(Object point labels)
○ ○ ○ ○ ○
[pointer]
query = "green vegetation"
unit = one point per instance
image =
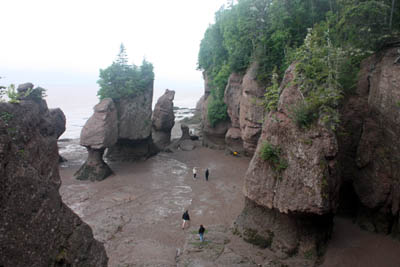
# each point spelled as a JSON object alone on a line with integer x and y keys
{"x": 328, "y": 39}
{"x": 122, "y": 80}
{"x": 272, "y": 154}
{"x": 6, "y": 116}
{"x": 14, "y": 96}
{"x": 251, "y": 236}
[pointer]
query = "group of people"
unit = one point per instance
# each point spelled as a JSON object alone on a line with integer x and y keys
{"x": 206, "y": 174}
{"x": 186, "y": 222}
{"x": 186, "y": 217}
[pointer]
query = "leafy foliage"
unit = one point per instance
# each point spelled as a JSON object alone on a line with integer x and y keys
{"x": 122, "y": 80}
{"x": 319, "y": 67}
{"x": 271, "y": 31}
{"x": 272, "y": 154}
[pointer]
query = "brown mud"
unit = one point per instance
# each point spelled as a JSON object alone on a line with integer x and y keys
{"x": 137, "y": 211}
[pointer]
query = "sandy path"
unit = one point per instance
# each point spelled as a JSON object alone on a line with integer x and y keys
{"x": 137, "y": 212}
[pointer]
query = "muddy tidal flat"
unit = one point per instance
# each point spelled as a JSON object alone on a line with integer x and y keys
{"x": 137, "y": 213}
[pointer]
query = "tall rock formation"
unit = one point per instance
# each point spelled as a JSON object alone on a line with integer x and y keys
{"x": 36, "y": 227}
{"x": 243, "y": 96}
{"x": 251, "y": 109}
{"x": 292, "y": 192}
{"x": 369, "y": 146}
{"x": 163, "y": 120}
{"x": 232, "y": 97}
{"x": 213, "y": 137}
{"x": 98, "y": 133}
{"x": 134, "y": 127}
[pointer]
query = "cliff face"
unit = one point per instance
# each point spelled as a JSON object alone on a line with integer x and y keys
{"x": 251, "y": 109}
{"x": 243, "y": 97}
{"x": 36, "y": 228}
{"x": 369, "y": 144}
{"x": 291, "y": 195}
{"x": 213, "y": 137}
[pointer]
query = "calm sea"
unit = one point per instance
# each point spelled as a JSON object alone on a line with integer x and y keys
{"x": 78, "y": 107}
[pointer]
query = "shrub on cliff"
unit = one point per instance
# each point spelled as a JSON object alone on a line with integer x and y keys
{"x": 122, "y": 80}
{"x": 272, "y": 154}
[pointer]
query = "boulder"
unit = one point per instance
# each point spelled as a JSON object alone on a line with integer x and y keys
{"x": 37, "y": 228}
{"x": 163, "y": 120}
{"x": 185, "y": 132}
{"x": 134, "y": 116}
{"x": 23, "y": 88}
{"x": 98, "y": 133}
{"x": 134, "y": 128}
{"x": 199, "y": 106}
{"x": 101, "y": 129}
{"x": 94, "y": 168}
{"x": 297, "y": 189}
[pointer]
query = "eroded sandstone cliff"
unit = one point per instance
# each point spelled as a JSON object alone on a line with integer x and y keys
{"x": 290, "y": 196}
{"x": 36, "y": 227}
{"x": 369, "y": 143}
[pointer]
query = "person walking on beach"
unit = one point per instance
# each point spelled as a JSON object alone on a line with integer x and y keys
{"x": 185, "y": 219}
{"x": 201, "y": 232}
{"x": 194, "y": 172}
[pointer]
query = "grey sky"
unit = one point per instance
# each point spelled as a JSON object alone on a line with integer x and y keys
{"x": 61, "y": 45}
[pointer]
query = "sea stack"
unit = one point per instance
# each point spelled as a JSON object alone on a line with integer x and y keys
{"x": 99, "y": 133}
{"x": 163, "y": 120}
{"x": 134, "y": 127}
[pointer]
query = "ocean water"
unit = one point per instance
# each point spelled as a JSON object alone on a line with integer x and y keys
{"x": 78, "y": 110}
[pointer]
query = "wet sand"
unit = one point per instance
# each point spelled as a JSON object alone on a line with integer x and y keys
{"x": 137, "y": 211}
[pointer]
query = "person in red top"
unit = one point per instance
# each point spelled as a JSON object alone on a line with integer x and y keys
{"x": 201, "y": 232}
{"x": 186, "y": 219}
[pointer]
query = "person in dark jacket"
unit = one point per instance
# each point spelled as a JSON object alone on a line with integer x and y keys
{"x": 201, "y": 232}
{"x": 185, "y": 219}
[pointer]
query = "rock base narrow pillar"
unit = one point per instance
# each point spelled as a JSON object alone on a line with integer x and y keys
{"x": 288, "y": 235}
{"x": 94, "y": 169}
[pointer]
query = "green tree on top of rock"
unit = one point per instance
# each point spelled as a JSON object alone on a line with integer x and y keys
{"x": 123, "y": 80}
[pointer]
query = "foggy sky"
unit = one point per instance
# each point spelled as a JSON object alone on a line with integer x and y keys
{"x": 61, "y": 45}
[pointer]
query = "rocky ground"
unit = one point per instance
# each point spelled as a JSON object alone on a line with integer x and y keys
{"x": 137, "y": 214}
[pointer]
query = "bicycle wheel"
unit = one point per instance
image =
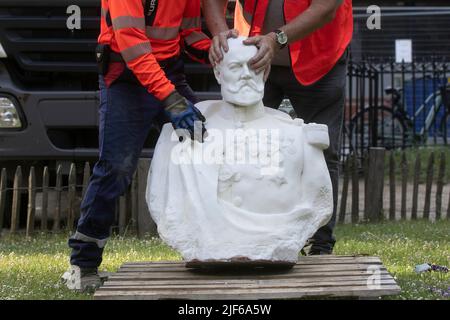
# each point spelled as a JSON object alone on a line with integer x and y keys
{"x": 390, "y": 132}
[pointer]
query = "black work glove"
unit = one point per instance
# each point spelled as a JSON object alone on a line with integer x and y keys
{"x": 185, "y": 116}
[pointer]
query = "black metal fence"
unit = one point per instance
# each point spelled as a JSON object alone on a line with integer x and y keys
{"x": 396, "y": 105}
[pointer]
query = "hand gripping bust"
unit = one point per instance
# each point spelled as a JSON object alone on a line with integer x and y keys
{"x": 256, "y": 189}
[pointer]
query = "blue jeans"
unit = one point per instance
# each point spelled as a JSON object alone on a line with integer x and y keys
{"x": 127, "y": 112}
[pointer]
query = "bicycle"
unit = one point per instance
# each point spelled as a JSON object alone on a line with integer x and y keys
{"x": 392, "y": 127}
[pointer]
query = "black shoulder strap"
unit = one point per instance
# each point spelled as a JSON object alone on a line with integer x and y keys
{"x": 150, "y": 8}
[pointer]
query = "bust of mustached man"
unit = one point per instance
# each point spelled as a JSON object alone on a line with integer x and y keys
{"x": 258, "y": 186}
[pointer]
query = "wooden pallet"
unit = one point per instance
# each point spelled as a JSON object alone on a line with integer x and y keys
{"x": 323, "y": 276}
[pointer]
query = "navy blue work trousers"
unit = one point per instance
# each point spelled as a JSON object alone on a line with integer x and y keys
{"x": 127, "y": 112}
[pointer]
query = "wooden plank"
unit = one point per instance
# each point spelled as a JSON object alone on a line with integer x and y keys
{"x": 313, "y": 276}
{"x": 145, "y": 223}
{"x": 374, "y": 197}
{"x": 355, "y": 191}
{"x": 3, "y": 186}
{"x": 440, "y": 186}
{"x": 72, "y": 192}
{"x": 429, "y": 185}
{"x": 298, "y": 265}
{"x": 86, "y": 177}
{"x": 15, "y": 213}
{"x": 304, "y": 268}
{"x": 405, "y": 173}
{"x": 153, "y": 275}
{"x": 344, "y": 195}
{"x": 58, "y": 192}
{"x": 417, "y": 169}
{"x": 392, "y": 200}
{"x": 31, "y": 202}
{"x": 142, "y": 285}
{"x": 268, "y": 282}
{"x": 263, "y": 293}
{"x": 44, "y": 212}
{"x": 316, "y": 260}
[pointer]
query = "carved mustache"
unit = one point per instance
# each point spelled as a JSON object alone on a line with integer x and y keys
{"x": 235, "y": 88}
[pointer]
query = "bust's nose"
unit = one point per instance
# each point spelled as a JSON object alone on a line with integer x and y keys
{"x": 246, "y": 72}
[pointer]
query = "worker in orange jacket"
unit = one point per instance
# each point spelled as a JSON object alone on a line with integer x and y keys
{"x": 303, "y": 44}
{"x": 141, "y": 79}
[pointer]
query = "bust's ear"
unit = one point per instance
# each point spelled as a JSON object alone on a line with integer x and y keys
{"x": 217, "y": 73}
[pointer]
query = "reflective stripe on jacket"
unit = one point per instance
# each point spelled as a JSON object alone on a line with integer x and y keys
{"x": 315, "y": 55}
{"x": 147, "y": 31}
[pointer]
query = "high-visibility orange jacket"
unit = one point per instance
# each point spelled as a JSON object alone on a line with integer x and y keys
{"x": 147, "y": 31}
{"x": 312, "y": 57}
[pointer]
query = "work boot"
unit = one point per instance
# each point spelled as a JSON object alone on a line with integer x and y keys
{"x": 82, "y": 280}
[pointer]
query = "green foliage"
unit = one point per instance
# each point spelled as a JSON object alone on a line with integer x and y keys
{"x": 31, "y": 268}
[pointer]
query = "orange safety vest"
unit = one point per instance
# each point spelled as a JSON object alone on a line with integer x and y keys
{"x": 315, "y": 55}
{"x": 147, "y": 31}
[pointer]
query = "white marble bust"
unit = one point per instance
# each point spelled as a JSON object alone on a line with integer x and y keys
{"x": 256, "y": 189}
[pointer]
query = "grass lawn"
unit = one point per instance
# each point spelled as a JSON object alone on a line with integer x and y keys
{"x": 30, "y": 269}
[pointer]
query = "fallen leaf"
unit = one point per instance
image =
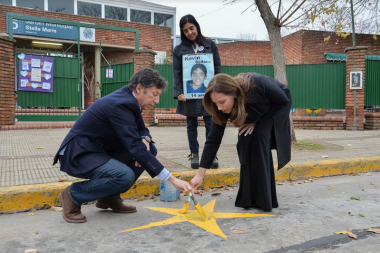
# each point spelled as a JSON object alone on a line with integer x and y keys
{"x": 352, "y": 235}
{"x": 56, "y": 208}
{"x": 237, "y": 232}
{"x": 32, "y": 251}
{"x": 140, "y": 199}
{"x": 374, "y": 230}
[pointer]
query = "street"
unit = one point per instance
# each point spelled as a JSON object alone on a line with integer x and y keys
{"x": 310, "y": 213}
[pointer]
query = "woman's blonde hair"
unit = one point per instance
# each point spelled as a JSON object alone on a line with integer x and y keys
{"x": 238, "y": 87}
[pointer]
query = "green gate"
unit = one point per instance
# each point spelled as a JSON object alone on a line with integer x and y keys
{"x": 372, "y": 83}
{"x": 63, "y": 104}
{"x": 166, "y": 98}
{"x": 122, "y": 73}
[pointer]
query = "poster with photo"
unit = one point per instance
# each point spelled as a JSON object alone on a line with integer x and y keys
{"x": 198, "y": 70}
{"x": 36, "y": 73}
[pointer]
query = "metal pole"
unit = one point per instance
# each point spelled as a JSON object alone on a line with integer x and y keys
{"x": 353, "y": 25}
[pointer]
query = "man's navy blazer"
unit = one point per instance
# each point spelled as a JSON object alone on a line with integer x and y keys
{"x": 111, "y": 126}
○ ○ ○ ○ ○
Problem description =>
Pull out every line from the rows above that contains the word "green".

Written response =>
query = "green vegetation"
query = "green tree on top of rock"
query = "green foliage"
query = "green gate"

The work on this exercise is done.